GIVEN INSTRUCTION >>
Arrange the records starting at the line containing "Each instance of the modern" and ending at the line containing "136], [153, 209]]" as a two-column CSV with the headers instruction and answer, one row per record. Wrap each value in double quotes as a single field, and replace any line breaks inside it with spaces.

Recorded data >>
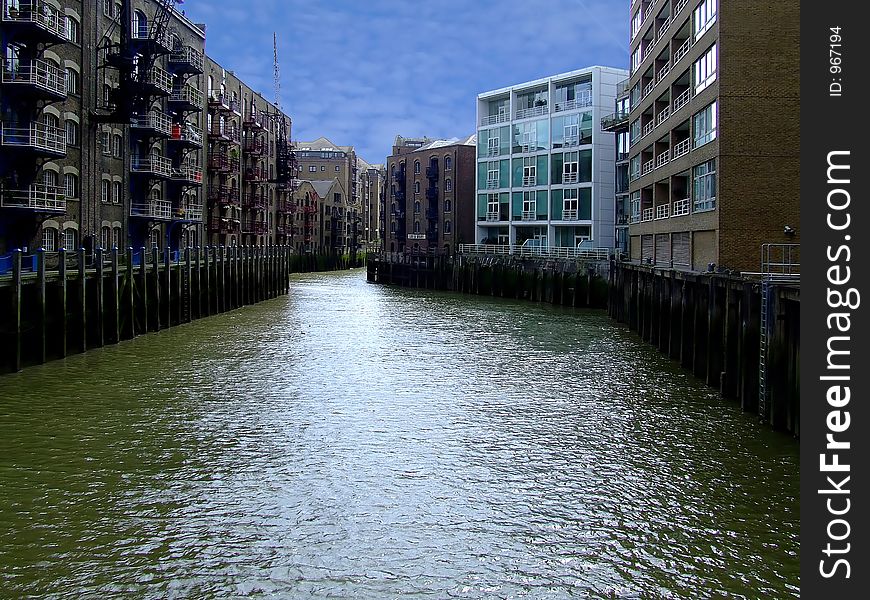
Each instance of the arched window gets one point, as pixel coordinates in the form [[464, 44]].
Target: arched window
[[49, 239], [71, 185], [140, 25]]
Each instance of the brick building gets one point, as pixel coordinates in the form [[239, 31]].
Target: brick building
[[429, 197], [714, 131]]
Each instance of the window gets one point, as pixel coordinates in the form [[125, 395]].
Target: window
[[704, 185], [72, 81], [49, 239], [705, 69], [704, 123], [703, 17], [571, 168], [72, 133], [72, 29], [71, 185], [69, 238]]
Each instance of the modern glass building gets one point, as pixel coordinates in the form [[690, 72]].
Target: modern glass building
[[545, 169]]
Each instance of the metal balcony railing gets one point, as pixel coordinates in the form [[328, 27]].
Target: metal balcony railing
[[152, 165], [37, 197], [40, 74], [153, 121], [37, 136], [153, 209]]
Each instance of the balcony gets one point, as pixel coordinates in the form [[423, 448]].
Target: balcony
[[223, 163], [186, 134], [158, 81], [256, 175], [188, 174], [187, 98], [681, 207], [224, 195], [187, 60], [493, 119], [222, 225], [663, 158], [254, 200], [159, 210], [37, 137], [37, 76], [189, 212], [42, 20], [37, 198], [648, 166], [582, 102], [153, 165], [254, 119], [682, 148], [614, 121], [154, 122]]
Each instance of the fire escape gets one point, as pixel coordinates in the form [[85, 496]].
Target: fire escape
[[432, 208], [256, 176], [224, 145], [28, 136], [140, 100]]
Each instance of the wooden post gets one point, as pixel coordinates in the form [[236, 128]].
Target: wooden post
[[83, 304], [41, 300], [61, 257], [155, 260], [16, 310], [116, 298], [100, 304], [129, 298]]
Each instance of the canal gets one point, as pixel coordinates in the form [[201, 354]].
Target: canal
[[358, 441]]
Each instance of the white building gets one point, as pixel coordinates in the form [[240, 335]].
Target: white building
[[545, 169]]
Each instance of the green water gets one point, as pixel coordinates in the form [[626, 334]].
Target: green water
[[356, 441]]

FULL ANSWER >>
instruction,answer
"Each instance of the modern glass building gets one point, as pixel coordinates in the form [[690, 72]]. Target: modern glass building","[[545, 169]]"
"Each instance of the metal balcony railing gets one point, as pixel coordinates in the form [[328, 27]]. Target: metal balcony railing","[[152, 165], [37, 197], [40, 74], [153, 121], [37, 136], [153, 209]]"